Stated exercise
Omit all images. Transcribe the rest of the material below exactly.

- - -

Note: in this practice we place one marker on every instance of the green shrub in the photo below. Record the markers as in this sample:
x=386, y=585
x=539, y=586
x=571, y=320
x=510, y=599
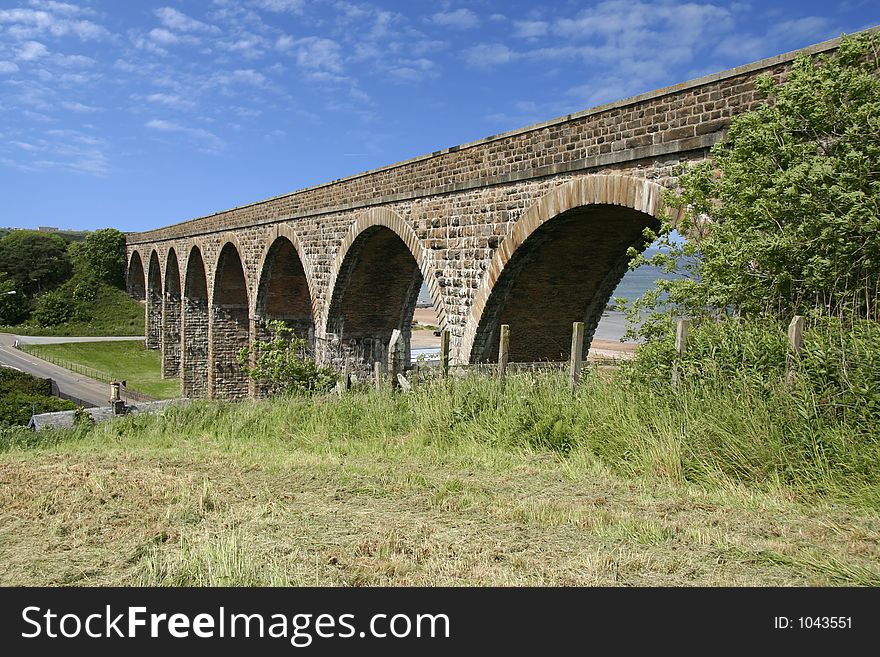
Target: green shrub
x=282, y=363
x=837, y=376
x=54, y=308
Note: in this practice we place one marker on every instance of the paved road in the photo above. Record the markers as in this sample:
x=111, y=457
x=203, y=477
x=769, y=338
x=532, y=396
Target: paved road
x=70, y=383
x=60, y=339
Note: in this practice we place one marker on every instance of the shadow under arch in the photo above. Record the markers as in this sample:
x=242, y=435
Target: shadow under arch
x=195, y=334
x=559, y=264
x=373, y=287
x=154, y=303
x=285, y=286
x=136, y=280
x=230, y=326
x=171, y=317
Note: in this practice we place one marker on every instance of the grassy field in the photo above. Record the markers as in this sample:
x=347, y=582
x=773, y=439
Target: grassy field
x=113, y=313
x=126, y=360
x=457, y=483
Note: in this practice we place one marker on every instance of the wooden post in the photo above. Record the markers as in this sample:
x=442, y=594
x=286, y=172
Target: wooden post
x=503, y=351
x=796, y=346
x=377, y=375
x=577, y=353
x=444, y=352
x=681, y=331
x=394, y=358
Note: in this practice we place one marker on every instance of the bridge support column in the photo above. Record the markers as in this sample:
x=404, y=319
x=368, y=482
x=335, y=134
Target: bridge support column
x=194, y=348
x=230, y=332
x=153, y=320
x=171, y=318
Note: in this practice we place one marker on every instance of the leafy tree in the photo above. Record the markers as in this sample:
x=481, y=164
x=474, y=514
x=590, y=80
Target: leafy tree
x=101, y=256
x=784, y=217
x=282, y=363
x=54, y=308
x=13, y=305
x=35, y=261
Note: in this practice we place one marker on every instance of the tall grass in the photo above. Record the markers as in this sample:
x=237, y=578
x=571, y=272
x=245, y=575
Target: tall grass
x=714, y=433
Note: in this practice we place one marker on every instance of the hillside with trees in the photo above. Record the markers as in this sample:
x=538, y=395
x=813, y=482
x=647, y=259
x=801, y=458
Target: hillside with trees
x=54, y=286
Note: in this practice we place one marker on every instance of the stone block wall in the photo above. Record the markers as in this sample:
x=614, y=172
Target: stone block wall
x=462, y=213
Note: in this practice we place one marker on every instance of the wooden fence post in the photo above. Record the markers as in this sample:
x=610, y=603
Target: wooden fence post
x=577, y=354
x=444, y=352
x=394, y=356
x=346, y=373
x=503, y=351
x=796, y=346
x=377, y=375
x=681, y=331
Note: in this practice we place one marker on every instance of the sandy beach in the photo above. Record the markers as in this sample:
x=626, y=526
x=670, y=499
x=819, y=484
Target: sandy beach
x=426, y=322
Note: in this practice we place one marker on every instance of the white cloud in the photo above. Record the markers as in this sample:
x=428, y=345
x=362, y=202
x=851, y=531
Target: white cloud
x=530, y=29
x=61, y=7
x=412, y=70
x=460, y=19
x=314, y=53
x=30, y=23
x=171, y=100
x=779, y=36
x=31, y=50
x=249, y=45
x=208, y=140
x=241, y=76
x=279, y=6
x=79, y=107
x=177, y=20
x=165, y=37
x=487, y=55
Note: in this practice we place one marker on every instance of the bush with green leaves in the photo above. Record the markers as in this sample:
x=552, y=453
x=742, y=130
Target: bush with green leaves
x=53, y=308
x=836, y=377
x=282, y=363
x=35, y=261
x=14, y=307
x=101, y=256
x=783, y=218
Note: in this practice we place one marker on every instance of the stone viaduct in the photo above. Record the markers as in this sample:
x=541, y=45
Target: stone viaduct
x=529, y=228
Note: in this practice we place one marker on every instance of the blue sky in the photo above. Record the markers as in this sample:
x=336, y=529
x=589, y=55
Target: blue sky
x=140, y=114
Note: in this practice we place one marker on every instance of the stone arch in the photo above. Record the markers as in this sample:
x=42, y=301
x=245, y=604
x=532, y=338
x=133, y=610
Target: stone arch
x=136, y=280
x=171, y=317
x=373, y=287
x=559, y=263
x=154, y=302
x=285, y=285
x=195, y=332
x=230, y=325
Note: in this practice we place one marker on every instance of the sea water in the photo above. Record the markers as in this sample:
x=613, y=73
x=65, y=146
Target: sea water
x=633, y=285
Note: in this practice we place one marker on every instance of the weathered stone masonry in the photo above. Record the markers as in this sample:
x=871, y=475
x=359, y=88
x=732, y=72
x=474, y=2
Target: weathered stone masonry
x=528, y=228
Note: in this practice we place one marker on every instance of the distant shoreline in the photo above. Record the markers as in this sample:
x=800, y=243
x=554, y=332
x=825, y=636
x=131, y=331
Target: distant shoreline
x=606, y=341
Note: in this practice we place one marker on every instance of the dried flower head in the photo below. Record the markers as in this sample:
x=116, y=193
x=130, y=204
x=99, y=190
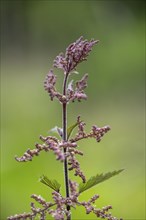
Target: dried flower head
x=75, y=53
x=66, y=148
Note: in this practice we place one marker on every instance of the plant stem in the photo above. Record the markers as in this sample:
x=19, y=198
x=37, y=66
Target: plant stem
x=64, y=121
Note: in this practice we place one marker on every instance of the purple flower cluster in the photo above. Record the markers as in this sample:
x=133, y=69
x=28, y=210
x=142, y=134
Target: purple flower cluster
x=66, y=148
x=60, y=212
x=75, y=53
x=57, y=146
x=95, y=132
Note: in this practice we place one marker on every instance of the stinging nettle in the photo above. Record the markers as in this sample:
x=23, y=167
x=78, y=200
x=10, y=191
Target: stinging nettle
x=66, y=147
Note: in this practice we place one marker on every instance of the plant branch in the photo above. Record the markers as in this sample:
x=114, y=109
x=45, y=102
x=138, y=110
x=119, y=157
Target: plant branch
x=64, y=122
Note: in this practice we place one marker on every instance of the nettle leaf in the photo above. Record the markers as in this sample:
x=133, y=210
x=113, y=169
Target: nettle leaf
x=94, y=180
x=70, y=129
x=53, y=184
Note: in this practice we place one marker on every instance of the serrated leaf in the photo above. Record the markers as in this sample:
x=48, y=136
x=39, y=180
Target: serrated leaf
x=53, y=184
x=94, y=180
x=70, y=129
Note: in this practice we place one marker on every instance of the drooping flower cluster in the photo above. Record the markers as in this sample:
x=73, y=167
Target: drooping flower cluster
x=66, y=149
x=75, y=53
x=57, y=146
x=60, y=211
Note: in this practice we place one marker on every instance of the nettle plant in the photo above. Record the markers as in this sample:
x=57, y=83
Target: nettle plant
x=66, y=147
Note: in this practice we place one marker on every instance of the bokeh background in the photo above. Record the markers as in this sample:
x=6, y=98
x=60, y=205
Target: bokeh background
x=33, y=33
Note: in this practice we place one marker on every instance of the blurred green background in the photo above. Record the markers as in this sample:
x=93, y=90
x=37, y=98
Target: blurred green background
x=33, y=33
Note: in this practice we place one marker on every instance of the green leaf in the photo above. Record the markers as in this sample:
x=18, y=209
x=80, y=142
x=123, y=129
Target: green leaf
x=94, y=180
x=70, y=129
x=53, y=184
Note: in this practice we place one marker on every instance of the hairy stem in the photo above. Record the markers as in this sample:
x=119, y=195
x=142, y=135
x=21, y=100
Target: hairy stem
x=64, y=121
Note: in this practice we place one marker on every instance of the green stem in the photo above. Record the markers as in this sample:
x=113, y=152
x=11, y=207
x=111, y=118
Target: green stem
x=64, y=122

- - -

Reply to the task
Note: in this practice we place one marker on every instance of the green shrub in the photo below. Record the markers as in this sample:
x=386, y=585
x=539, y=586
x=571, y=320
x=510, y=599
Target: green shrub
x=282, y=363
x=837, y=376
x=54, y=308
Note: in this practice we place one marker on every instance of the paved road in the photo above. Record the markers as in this sample:
x=111, y=457
x=203, y=477
x=769, y=338
x=532, y=396
Target: paved road
x=70, y=383
x=60, y=339
Note: in this practice we place one marker on every instance of the shadow under arch in the photo above. Record the markers as in this sample:
x=242, y=435
Target: shadow under arch
x=195, y=334
x=559, y=264
x=373, y=287
x=154, y=303
x=285, y=286
x=136, y=280
x=230, y=326
x=171, y=317
Note: in this practice we place one marker on every instance of the grassy field in the photo above. Record the markers as in this sample:
x=347, y=582
x=773, y=439
Target: grassy field
x=113, y=313
x=126, y=360
x=457, y=483
Note: in this practice we place one marker on every instance of the wooden post in the photo above. Record the markers as in this sample:
x=442, y=594
x=286, y=172
Target: wooden post
x=503, y=351
x=796, y=346
x=377, y=375
x=577, y=353
x=444, y=352
x=681, y=331
x=394, y=358
Note: in this practice we place one marker on every instance of the bridge support column in the photo above. Record the markers as in this sample:
x=404, y=319
x=368, y=482
x=335, y=134
Target: bridge support column
x=194, y=348
x=230, y=332
x=153, y=320
x=171, y=318
Note: in this practice we place one marker on every instance of the leafy tree in the photo above. Record the markers as in this sample:
x=481, y=164
x=474, y=514
x=590, y=80
Target: leafy tree
x=101, y=256
x=784, y=217
x=282, y=363
x=54, y=308
x=13, y=305
x=35, y=261
Note: in this practice we place one marker on every instance of the tall grass in the photo above. Record the markers as in this sample:
x=237, y=578
x=571, y=272
x=245, y=575
Target: tall grass
x=714, y=433
Note: in this practice we place one marker on every instance of the hillside with trees in the photo above. Record the markers as in this sample:
x=538, y=395
x=813, y=482
x=647, y=259
x=801, y=458
Target: hillside with trees
x=54, y=286
Note: in this practice we place one marker on every instance of the stone block wall in the photo above. Record the markers as in this sample:
x=614, y=172
Target: stone block wall
x=462, y=213
Note: in this practice we place one marker on every instance of the wooden fence post in the photo above. Record the markers as in this sample:
x=610, y=603
Target: wooden fence post
x=577, y=354
x=444, y=352
x=394, y=356
x=346, y=373
x=503, y=351
x=796, y=346
x=377, y=375
x=681, y=331
Note: in this practice we place one marker on every instance of the sandy beach in the photo above. Record the markers as in this sample:
x=626, y=526
x=670, y=499
x=819, y=484
Target: sandy beach
x=426, y=322
Note: in this practice we place one marker on every instance of the white cloud in the photo above. Record the markers as in this sample:
x=428, y=345
x=362, y=202
x=851, y=531
Target: white cloud
x=530, y=29
x=61, y=7
x=412, y=70
x=460, y=19
x=314, y=53
x=30, y=23
x=171, y=100
x=779, y=36
x=31, y=50
x=249, y=45
x=208, y=140
x=241, y=76
x=279, y=6
x=79, y=107
x=177, y=20
x=165, y=37
x=487, y=55
Note: in this practice we place one marker on every instance of the bush with green leaves in the photo above. Record the markers as in this sample:
x=552, y=453
x=742, y=130
Target: bush with green leaves
x=53, y=308
x=836, y=377
x=282, y=363
x=35, y=261
x=14, y=307
x=101, y=256
x=783, y=218
Note: in this practice we place one marker on every instance of the stone viaduct in the photo above. Record the markers as in this sample:
x=541, y=45
Target: stone viaduct
x=529, y=228
Note: in this practice we place one marker on every instance of the blue sky in the photo above. Record the markers as in this sample:
x=336, y=529
x=589, y=55
Target: blue sky
x=140, y=114
Note: in this practice we place one marker on every instance of the stone arch in the photo above. Record the markers as in this sample:
x=42, y=301
x=245, y=604
x=532, y=338
x=133, y=610
Target: stone arch
x=136, y=280
x=171, y=317
x=373, y=287
x=559, y=263
x=154, y=302
x=285, y=285
x=195, y=332
x=230, y=325
Note: in this practice we place one marker on every instance of the sea water in the photo above. Record the markers as in this sample:
x=613, y=73
x=65, y=146
Target: sea water
x=633, y=285
Note: in this practice we place one marker on every instance of the weathered stone masonry in the photo above. Record the markers as in this sample:
x=871, y=475
x=359, y=88
x=732, y=72
x=474, y=2
Target: weathered stone masonry
x=528, y=228
Note: in this practice we place one marker on every instance of the distant shoreline in the photo above. Record the markers as in this sample:
x=800, y=243
x=554, y=332
x=825, y=636
x=131, y=331
Target: distant shoreline
x=606, y=341
Note: in this practice we place one marker on every instance of the dried flower head in the photo below. Record the markers as in this sample:
x=116, y=193
x=130, y=204
x=99, y=190
Target: dried flower head
x=75, y=53
x=66, y=148
Note: in this practice we place one marker on every instance of the plant stem in the photo above. Record the markers as in this sample:
x=19, y=198
x=37, y=66
Target: plant stem
x=64, y=121
Note: in this practice we place one marker on every instance of the purple flower cluster in the photo above. Record the markers as in this sample:
x=133, y=69
x=28, y=210
x=142, y=134
Target: purple flower cluster
x=66, y=148
x=60, y=212
x=75, y=53
x=57, y=146
x=95, y=132
Note: in this practice we place one marker on every instance of the stinging nettle in the photo above. Record the markers as in this sample:
x=23, y=167
x=78, y=200
x=10, y=191
Target: stinging nettle
x=66, y=147
Note: in this practice we place one marker on every instance of the plant branch in the photo above. Record the markers as in this sample:
x=114, y=109
x=45, y=102
x=138, y=110
x=119, y=157
Target: plant branch
x=64, y=122
Note: in this practice we place one marker on every instance of the nettle leaf in the photo above. Record the markers as in this sample:
x=133, y=210
x=113, y=169
Target: nettle leaf
x=94, y=180
x=70, y=129
x=53, y=184
Note: in this practice we place one marker on every instance of the serrated leaf in the photo above. Record the markers as in this sample:
x=48, y=136
x=39, y=180
Target: serrated leaf
x=53, y=184
x=94, y=180
x=70, y=129
Note: in this practice we place one marker on every instance of the drooping flower cluster in the photo above. Record the markers as in this sample:
x=73, y=167
Target: drooping flower cluster
x=66, y=149
x=75, y=53
x=57, y=146
x=60, y=211
Note: in this practice we place one marker on every instance of the nettle plant in the photo above. Record the markers as in this sample:
x=57, y=83
Target: nettle plant
x=66, y=147
Note: in this practice we place one marker on every instance of the bokeh background in the photo above. Record the markers as in this sample:
x=6, y=98
x=60, y=205
Target: bokeh background
x=33, y=33
Note: in this practice we place one marker on every instance of the blurred green background in the photo above. Record the markers as in this sample:
x=93, y=90
x=37, y=98
Target: blurred green background
x=33, y=33
Note: in this practice we place one marker on every instance of the green leaf in the photo above. Record the markers as in this sample:
x=18, y=209
x=80, y=142
x=123, y=129
Target: green leaf
x=94, y=180
x=70, y=129
x=53, y=184
Note: in this practice we place one marker on every instance of the hairy stem in the photo above. Record the markers as in this sample:
x=119, y=195
x=142, y=135
x=21, y=100
Target: hairy stem
x=64, y=121
Note: in this practice we place one marker on every instance of the green stem in the photo above. Record the markers as in this sample:
x=113, y=152
x=11, y=207
x=111, y=118
Target: green stem
x=64, y=122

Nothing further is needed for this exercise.